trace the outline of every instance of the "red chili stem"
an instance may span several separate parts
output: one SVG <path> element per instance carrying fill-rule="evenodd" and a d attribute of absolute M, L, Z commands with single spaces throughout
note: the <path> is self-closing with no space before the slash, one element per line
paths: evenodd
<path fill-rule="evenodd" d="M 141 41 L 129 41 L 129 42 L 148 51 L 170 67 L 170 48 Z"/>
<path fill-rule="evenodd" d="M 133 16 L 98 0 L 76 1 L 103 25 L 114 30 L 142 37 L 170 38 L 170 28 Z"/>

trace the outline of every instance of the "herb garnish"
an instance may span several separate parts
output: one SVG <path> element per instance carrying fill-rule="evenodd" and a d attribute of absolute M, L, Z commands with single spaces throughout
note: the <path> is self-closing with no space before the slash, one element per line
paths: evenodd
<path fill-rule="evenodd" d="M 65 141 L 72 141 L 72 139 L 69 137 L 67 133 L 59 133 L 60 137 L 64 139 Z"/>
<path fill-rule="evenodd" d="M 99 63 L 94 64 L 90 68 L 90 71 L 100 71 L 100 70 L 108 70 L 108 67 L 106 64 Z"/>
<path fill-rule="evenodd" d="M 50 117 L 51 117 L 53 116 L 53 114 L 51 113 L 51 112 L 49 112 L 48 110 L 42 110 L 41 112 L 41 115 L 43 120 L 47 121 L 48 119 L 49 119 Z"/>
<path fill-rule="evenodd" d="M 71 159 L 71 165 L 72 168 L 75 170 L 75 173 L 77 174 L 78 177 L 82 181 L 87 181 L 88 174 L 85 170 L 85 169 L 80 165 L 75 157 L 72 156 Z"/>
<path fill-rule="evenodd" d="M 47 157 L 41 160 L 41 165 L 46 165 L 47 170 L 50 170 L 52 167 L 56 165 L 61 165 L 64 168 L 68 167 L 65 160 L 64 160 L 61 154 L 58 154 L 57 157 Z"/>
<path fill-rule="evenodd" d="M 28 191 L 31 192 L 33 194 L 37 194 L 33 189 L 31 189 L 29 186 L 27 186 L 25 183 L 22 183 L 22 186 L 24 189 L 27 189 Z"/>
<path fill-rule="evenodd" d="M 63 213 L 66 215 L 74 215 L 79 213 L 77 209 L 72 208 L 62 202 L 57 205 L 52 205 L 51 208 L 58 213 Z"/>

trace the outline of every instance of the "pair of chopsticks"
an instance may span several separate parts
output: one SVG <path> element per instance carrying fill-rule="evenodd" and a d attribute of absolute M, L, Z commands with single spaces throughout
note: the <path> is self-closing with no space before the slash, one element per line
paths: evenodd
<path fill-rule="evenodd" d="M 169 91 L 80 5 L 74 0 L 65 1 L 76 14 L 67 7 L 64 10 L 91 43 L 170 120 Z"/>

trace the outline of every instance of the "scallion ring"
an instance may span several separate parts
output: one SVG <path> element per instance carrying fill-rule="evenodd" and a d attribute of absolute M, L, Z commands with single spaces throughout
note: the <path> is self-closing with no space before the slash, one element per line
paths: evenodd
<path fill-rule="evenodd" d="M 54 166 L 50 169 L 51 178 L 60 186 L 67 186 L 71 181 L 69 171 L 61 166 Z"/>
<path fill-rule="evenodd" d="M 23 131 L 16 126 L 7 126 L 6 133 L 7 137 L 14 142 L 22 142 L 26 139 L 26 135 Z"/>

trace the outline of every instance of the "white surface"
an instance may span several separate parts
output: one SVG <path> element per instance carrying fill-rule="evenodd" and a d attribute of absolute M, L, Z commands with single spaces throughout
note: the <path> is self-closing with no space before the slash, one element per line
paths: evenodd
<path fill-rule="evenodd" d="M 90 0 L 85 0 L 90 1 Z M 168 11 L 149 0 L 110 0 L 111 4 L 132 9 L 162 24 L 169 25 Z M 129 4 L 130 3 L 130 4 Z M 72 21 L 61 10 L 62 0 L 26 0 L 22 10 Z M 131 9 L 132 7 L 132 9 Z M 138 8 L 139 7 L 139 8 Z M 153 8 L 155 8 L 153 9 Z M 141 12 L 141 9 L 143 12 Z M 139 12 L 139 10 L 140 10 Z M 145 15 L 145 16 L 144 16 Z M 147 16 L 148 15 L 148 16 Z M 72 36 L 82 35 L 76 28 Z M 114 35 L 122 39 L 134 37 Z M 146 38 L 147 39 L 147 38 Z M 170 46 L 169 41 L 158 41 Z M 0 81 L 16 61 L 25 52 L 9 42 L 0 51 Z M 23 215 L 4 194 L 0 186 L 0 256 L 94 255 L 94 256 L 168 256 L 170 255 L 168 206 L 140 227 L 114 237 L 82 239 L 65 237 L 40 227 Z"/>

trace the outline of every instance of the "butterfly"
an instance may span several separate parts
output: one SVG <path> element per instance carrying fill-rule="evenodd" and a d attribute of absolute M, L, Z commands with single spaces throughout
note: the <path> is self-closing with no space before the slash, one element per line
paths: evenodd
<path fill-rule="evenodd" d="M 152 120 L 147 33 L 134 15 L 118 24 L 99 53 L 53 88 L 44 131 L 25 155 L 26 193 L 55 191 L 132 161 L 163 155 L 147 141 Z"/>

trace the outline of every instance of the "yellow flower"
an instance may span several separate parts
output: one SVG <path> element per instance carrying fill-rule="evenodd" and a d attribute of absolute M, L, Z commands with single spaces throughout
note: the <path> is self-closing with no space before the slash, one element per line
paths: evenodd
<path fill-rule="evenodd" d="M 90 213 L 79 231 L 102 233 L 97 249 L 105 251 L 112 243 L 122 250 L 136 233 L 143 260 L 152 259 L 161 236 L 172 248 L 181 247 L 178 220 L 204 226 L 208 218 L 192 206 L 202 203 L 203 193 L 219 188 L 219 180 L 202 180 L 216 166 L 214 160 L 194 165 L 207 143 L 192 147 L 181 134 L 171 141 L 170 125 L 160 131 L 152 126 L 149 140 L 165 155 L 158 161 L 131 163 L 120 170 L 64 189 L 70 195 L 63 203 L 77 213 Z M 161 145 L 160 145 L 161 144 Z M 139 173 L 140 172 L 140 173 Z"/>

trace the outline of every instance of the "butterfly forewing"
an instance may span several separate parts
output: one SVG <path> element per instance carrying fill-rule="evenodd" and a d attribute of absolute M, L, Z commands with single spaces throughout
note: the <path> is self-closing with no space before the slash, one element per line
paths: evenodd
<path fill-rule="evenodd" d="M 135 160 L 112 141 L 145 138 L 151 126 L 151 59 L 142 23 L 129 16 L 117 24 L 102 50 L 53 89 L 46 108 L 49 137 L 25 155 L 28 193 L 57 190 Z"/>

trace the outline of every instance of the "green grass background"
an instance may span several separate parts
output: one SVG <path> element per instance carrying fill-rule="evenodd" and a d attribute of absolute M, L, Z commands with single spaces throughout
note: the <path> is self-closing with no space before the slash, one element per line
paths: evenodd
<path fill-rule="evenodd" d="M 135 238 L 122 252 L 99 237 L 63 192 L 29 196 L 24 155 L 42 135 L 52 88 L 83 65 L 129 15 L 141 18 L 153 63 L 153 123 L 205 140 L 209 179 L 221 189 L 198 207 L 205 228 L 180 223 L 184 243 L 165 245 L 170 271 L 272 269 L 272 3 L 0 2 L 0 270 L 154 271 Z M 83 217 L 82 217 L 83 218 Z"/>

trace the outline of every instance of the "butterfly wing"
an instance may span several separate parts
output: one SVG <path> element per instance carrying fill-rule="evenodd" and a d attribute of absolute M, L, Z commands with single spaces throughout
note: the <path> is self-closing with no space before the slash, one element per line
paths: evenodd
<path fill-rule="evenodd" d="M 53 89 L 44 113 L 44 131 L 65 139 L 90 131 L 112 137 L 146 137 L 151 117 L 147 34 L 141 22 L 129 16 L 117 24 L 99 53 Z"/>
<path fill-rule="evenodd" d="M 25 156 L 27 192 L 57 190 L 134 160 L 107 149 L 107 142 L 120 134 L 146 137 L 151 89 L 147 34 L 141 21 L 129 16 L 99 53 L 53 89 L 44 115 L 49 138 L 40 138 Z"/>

• [Given instruction]
Rewrite the stretch from the start of the entries through the line containing "133 16 L 98", replacing "instance" with "occurrence" and leaving everything else unchanged.

• [Exercise response]
trace the outline of every occurrence of the "red chili stem"
an occurrence may span several separate parts
output: one SVG <path> element per occurrence carrying fill-rule="evenodd" and a d attribute of absolute M, L, Z commands with single spaces throughout
note: the <path> is self-closing with no space before the slash, one element per line
paths: evenodd
<path fill-rule="evenodd" d="M 141 41 L 129 41 L 129 42 L 148 51 L 170 67 L 170 48 Z"/>
<path fill-rule="evenodd" d="M 133 16 L 98 0 L 76 1 L 103 25 L 114 30 L 142 37 L 170 38 L 170 28 Z"/>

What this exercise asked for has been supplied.